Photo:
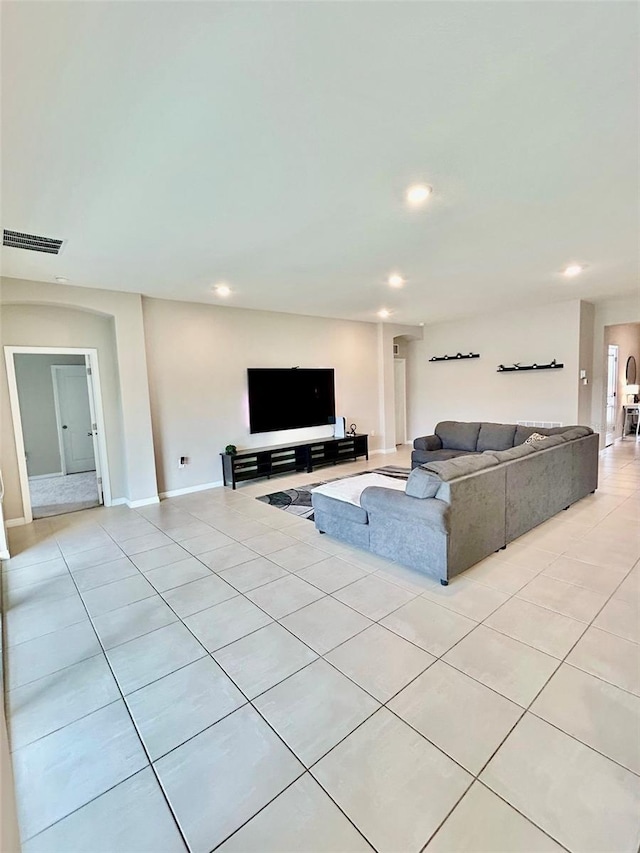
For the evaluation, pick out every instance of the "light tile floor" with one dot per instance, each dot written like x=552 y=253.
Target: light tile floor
x=211 y=673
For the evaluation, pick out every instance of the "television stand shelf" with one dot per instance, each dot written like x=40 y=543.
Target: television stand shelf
x=256 y=462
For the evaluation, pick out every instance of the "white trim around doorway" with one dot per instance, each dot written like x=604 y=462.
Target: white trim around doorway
x=91 y=358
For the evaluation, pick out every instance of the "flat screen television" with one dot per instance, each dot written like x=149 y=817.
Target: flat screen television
x=290 y=398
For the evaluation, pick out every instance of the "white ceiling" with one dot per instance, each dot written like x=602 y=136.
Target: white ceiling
x=174 y=145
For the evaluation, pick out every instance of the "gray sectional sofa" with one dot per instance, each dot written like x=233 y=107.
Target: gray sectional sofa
x=465 y=498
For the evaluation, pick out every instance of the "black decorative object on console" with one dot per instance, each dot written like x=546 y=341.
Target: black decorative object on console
x=455 y=357
x=553 y=365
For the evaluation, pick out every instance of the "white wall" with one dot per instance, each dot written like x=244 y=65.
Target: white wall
x=198 y=356
x=128 y=426
x=585 y=362
x=37 y=410
x=473 y=389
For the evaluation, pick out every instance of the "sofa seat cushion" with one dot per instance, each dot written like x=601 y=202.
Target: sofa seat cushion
x=512 y=453
x=458 y=435
x=343 y=496
x=452 y=469
x=422 y=484
x=496 y=436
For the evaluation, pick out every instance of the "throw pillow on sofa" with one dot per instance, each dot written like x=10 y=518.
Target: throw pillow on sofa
x=421 y=484
x=535 y=436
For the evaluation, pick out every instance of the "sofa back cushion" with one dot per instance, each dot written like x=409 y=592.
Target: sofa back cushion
x=549 y=441
x=422 y=484
x=511 y=453
x=522 y=432
x=452 y=469
x=576 y=432
x=495 y=436
x=458 y=435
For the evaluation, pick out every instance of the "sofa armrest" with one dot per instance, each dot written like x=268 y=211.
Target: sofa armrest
x=427 y=442
x=401 y=506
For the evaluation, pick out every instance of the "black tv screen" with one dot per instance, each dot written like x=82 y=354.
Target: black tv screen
x=290 y=398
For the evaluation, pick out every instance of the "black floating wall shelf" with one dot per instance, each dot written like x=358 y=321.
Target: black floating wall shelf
x=554 y=365
x=455 y=357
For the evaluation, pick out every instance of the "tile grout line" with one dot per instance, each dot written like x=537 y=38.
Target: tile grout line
x=373 y=622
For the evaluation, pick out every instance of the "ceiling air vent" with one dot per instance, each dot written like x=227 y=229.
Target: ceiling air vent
x=19 y=240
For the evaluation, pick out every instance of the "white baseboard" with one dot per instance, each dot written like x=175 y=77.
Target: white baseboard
x=135 y=504
x=203 y=487
x=46 y=476
x=143 y=502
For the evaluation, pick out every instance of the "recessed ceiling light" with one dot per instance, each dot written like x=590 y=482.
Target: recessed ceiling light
x=572 y=270
x=418 y=194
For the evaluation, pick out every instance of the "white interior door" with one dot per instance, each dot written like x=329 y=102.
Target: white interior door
x=612 y=385
x=400 y=393
x=73 y=412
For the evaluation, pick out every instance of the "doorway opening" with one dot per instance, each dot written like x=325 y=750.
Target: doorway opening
x=58 y=428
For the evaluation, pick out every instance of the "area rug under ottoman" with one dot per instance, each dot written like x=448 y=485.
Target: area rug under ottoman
x=298 y=501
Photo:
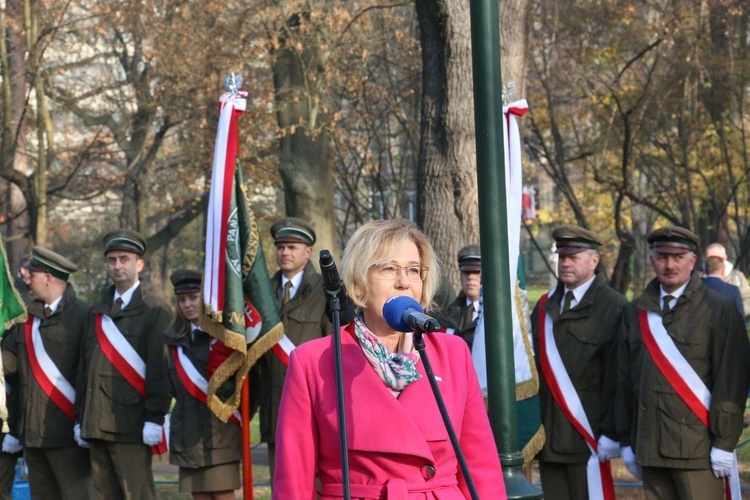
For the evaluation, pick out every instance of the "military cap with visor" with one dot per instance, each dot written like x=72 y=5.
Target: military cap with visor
x=124 y=240
x=44 y=260
x=570 y=239
x=186 y=281
x=470 y=258
x=292 y=230
x=673 y=240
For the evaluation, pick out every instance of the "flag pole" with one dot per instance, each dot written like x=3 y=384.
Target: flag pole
x=247 y=463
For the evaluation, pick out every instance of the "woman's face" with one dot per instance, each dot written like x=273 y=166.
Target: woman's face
x=402 y=254
x=189 y=304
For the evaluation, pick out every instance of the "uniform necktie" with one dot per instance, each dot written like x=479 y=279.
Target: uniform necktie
x=287 y=293
x=117 y=307
x=666 y=308
x=568 y=301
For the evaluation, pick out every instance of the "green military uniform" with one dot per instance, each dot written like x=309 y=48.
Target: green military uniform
x=58 y=467
x=460 y=315
x=651 y=417
x=111 y=411
x=585 y=336
x=200 y=444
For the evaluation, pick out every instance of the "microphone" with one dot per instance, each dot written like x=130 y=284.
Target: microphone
x=333 y=285
x=404 y=314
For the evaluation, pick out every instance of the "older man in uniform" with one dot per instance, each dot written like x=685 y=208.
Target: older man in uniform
x=301 y=301
x=462 y=314
x=124 y=390
x=574 y=328
x=44 y=356
x=683 y=364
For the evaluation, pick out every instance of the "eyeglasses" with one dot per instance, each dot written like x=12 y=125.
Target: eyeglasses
x=392 y=271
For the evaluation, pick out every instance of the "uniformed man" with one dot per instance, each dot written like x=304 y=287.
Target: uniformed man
x=574 y=329
x=682 y=362
x=124 y=391
x=301 y=301
x=44 y=356
x=462 y=314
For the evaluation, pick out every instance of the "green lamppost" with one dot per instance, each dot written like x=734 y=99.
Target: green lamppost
x=493 y=231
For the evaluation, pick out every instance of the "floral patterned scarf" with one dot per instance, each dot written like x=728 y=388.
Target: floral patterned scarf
x=396 y=370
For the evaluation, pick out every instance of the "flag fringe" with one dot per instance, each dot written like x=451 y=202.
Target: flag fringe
x=212 y=323
x=527 y=388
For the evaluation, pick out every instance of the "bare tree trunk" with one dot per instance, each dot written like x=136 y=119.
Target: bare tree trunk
x=304 y=163
x=447 y=206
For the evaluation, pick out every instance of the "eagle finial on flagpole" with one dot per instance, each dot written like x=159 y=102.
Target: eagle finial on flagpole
x=510 y=93
x=233 y=83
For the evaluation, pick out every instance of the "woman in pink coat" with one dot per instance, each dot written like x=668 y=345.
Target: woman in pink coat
x=397 y=442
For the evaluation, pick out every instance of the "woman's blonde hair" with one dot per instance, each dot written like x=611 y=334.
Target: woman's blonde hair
x=367 y=247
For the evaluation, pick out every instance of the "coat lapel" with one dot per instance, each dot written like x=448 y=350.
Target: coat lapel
x=374 y=409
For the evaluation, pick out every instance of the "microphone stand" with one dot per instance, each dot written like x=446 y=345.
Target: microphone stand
x=335 y=306
x=419 y=344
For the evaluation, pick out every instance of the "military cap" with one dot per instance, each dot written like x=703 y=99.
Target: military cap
x=125 y=240
x=186 y=281
x=470 y=258
x=292 y=230
x=571 y=239
x=673 y=239
x=44 y=260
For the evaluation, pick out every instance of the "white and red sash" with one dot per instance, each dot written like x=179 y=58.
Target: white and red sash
x=46 y=373
x=683 y=379
x=195 y=383
x=127 y=362
x=599 y=474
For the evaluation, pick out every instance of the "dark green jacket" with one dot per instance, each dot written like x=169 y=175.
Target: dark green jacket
x=40 y=423
x=304 y=319
x=197 y=438
x=651 y=417
x=586 y=339
x=110 y=408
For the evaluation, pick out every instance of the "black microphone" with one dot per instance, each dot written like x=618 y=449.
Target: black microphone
x=333 y=285
x=404 y=314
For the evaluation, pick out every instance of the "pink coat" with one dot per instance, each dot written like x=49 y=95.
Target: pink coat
x=398 y=448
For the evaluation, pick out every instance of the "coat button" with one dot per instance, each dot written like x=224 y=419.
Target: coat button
x=428 y=472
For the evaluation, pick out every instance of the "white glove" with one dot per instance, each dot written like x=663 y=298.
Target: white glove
x=631 y=463
x=151 y=434
x=11 y=444
x=721 y=462
x=77 y=436
x=608 y=449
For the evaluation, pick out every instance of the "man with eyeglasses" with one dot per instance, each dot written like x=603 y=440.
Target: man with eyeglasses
x=301 y=301
x=683 y=365
x=44 y=356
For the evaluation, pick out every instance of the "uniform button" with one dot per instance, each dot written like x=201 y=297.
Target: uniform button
x=428 y=472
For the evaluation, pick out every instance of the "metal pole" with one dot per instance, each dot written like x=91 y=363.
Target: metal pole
x=493 y=230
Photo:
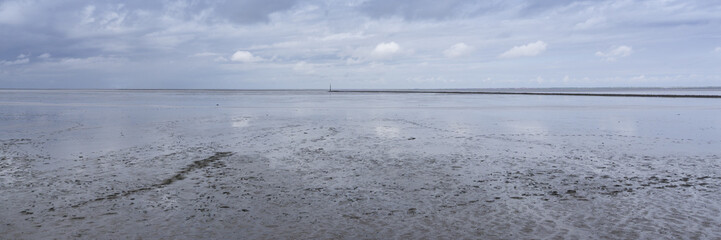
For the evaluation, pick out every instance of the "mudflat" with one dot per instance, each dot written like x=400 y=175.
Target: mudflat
x=311 y=164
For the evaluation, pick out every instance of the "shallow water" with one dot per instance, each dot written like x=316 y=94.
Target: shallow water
x=309 y=164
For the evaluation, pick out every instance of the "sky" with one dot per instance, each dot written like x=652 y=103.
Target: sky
x=374 y=44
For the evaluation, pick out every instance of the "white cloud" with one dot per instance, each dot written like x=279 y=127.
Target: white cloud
x=458 y=50
x=13 y=12
x=244 y=56
x=615 y=53
x=385 y=50
x=304 y=67
x=590 y=23
x=206 y=54
x=21 y=59
x=528 y=50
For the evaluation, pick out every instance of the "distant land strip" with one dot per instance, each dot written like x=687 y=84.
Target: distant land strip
x=534 y=93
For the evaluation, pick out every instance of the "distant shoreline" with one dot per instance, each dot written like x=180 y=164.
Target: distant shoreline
x=532 y=93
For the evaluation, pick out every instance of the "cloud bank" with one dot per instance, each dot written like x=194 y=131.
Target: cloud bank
x=615 y=53
x=528 y=50
x=358 y=44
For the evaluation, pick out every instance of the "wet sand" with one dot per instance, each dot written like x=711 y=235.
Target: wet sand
x=309 y=164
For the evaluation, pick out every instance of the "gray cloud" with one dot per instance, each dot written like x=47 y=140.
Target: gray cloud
x=427 y=9
x=294 y=43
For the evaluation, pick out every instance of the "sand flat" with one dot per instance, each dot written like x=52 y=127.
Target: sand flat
x=309 y=164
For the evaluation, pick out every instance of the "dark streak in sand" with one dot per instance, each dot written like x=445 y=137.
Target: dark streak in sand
x=180 y=175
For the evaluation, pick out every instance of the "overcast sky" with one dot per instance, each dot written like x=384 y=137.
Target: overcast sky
x=359 y=44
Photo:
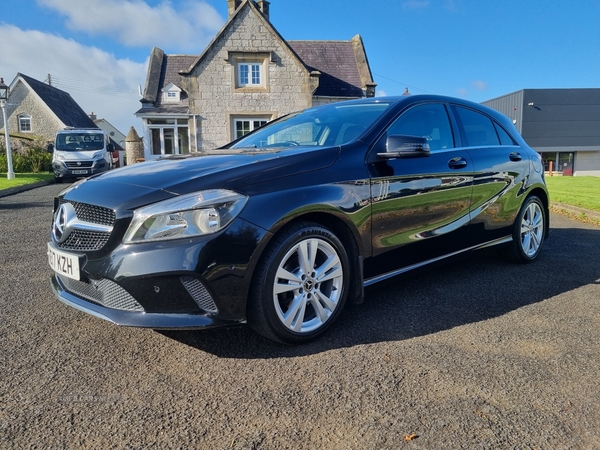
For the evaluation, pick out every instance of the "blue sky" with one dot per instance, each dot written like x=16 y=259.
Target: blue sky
x=97 y=50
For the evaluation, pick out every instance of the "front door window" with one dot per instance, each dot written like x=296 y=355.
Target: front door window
x=169 y=136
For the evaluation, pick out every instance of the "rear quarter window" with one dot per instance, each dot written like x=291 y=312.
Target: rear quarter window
x=477 y=129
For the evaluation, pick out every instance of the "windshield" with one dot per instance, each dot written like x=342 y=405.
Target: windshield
x=330 y=125
x=79 y=141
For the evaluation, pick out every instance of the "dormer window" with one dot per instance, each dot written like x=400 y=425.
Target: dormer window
x=25 y=123
x=171 y=94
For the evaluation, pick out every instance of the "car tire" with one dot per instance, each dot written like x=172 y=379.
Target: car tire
x=300 y=285
x=528 y=232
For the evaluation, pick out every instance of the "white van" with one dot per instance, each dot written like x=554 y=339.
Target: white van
x=80 y=152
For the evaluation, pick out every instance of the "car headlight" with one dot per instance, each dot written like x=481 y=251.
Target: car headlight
x=186 y=216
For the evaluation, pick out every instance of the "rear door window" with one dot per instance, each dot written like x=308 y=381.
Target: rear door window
x=477 y=129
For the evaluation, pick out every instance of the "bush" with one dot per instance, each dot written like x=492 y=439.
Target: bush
x=27 y=159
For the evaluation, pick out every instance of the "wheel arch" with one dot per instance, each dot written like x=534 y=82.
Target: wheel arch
x=543 y=196
x=346 y=233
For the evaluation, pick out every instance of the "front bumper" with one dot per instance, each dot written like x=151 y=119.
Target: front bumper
x=136 y=318
x=61 y=170
x=189 y=283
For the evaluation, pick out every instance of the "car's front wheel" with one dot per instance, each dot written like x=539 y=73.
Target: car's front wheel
x=529 y=231
x=300 y=285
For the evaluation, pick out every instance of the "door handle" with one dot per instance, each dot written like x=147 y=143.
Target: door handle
x=514 y=156
x=457 y=163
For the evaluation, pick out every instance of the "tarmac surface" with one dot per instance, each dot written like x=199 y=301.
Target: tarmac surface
x=480 y=354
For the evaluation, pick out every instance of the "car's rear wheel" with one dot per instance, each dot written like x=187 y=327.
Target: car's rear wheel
x=529 y=231
x=300 y=286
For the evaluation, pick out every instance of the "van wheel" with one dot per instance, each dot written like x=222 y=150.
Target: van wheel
x=301 y=285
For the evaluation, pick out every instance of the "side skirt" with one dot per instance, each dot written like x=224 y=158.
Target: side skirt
x=385 y=276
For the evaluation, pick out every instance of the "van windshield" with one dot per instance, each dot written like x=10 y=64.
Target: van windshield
x=79 y=141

• **What this task involves**
Convert the lines of the entries from the line containing "like x=49 y=95." up to and including the line containing "x=608 y=449" into a Markdown table with two columns, Row and Line. Put a row number in Row and the full line in Line, and leave out blank lines.

• **Output of the exercise**
| Row | Line |
|---|---|
| 1 | For the evaluation, pick out every instance of the "pink coat" with one dot per instance, each dot written like x=49 y=95. |
| 2 | Target: pink coat |
| 3 | x=398 y=448 |
| 4 | For the evaluation, pick out every instance of the "coat button" with one dot per instance, each dot written like x=224 y=419. |
| 5 | Target: coat button |
| 6 | x=428 y=472 |
| 7 | For the evaluation, pick out every instance of the "white glove" with one dot per instance, each dot written like x=663 y=298. |
| 8 | Target: white glove |
| 9 | x=631 y=463 |
| 10 | x=151 y=434 |
| 11 | x=11 y=444 |
| 12 | x=721 y=462 |
| 13 | x=77 y=436 |
| 14 | x=608 y=449 |